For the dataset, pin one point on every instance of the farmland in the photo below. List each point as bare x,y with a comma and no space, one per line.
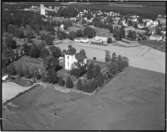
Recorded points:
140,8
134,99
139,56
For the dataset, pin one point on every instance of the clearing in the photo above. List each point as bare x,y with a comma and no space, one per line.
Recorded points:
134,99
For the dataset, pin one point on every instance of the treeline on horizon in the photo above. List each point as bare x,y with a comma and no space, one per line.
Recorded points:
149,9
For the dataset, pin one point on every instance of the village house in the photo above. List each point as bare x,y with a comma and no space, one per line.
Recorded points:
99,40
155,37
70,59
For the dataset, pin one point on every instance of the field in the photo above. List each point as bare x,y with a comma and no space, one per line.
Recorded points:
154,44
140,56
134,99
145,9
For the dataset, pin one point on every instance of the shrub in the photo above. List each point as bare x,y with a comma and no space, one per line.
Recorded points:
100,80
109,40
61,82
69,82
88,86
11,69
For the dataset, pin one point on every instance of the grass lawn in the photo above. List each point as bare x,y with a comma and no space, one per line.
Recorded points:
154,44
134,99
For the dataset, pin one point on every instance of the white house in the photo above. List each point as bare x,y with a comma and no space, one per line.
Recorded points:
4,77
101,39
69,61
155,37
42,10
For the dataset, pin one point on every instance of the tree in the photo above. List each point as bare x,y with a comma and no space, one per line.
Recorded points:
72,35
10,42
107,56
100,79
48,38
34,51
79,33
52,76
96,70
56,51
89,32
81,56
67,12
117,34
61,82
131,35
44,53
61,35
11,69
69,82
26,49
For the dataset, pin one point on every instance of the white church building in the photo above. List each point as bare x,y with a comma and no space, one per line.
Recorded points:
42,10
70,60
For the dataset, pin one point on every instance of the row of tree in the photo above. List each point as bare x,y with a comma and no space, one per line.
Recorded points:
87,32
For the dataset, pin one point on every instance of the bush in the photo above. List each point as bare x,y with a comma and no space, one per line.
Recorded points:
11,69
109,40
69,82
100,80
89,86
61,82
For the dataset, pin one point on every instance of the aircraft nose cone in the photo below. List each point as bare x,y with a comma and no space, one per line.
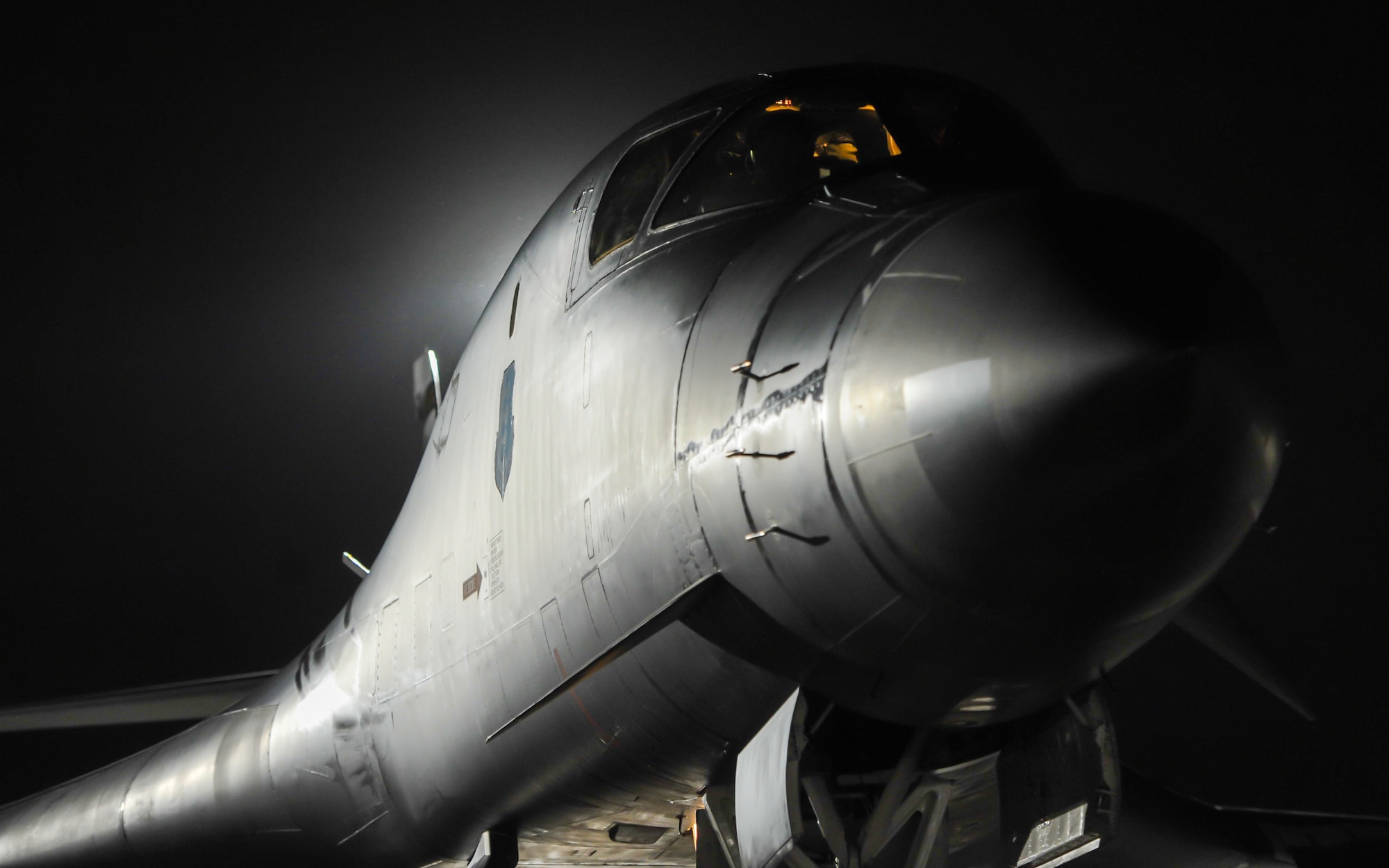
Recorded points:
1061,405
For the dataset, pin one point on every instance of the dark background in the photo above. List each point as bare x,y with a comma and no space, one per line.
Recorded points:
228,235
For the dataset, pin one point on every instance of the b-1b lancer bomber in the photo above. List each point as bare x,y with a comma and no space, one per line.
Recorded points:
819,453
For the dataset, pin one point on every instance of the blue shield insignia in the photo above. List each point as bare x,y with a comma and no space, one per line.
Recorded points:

————————

Restate every line of the data above word for word, with the images removed.

For the dataset, pin one point on every instance of the farmland in the photo below. List each point as bare x,y with a comma and no space, one per line.
Recorded points:
140,8
134,99
139,56
For the dataset, pin one point on every instance of the clearing in the photo above. List each point as bare x,y with a comma and no space, one per line.
Recorded points:
134,99
For the dataset, pin one point on every instance of the treeline on horizon in the photo above. List each point as bare x,y with a comma and no space, one per line.
Recorded points:
149,9
For the dataset, pin one point on every instance of the village house in the photo above. List each point as bare x,y with a comma and no space, one per line.
Recorded points:
99,40
155,37
70,59
For the dataset, pin one point on every instance of the field in the photo above. List each point as bare x,y with a comma and no space, one per line.
Recorded points:
154,44
140,56
134,99
145,9
For the dataset, pin one point on every instance of the shrub in the photo above. List each point as bare x,y with a comma and no space, one per line.
Recorded points:
100,80
109,40
61,82
69,82
88,86
11,69
For the dataset, pin one point on every instance of the grass lawn in the photo above. List each point as bare x,y with a comma and no space, one per line.
Recorded points:
154,44
134,99
For the dataset, pin one point on every instance of the white house in the photo above. List each point as bare x,y with a comma and no space, one per line.
Recorded points:
4,77
101,39
69,61
155,37
42,10
For the dataset, pin one point on every instance of the tree in the photo above. List each point as bare x,y with a comma and no space, one per line.
Recorded points:
72,35
10,42
107,56
100,79
48,38
34,51
79,33
52,76
96,70
56,51
89,32
81,56
67,12
117,34
61,82
131,35
44,53
61,35
11,69
69,82
26,49
For the dataset, pin one point on every instance of the white church building in the photo above. List each point as bare x,y with a comma and no space, one per line.
Recorded points:
42,10
70,60
For the dataset, pin one point on every instance of the row of tree in the photo above. List each point as bare x,y with a comma and no space, one per line.
Recorded points:
87,32
For the dataset, pin one point on every instance of the bush in the photo above. List each point as bare x,y with a comma and no space, one per line.
Recorded points:
11,69
109,40
69,82
100,80
89,86
61,82
For the dataset, pin one point on every instance of the aircraft nose cone in the photo below. List each point as bare x,y with a comma and no space, one per line.
Recorded points:
1061,405
For the dataset, pin one point on every instance of the dark background in the photo above. List each point as bare x,y with a comma and no space, one per line.
Recorded points:
228,235
For the dataset, pin one point on every instance of the b-1b lancer bomber in the photo above. List each point as bare x,y with a comma and no space, one per line.
Recorded points:
819,453
For the dataset, pin one point on every instance of the blue shield insignia in the photo above. List each point as bare x,y with a comma and no space, one per line.
Recorded points:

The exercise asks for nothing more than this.